### Records supplied
* * *
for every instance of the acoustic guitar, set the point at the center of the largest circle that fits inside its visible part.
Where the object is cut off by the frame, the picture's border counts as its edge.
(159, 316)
* * *
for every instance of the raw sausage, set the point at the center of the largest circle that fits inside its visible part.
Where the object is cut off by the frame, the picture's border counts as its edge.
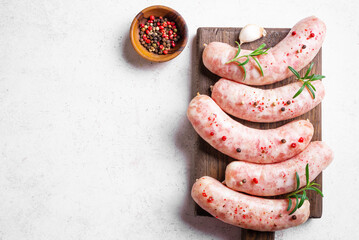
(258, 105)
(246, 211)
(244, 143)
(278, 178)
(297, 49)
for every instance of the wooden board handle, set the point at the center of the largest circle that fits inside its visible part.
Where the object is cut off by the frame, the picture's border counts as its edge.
* * *
### To do
If a line in the records above has the word "largest", copy it.

### Response area
for every instance of the acoustic guitar, set the point at the center of the largest circle that fits inside its visible part.
for every instance of the raw sausage, set the point at the center of the largest circle that fits inside its visible part.
for every instance of the wooden board handle, set the point at the center of the largest circle that fits inside its visible part.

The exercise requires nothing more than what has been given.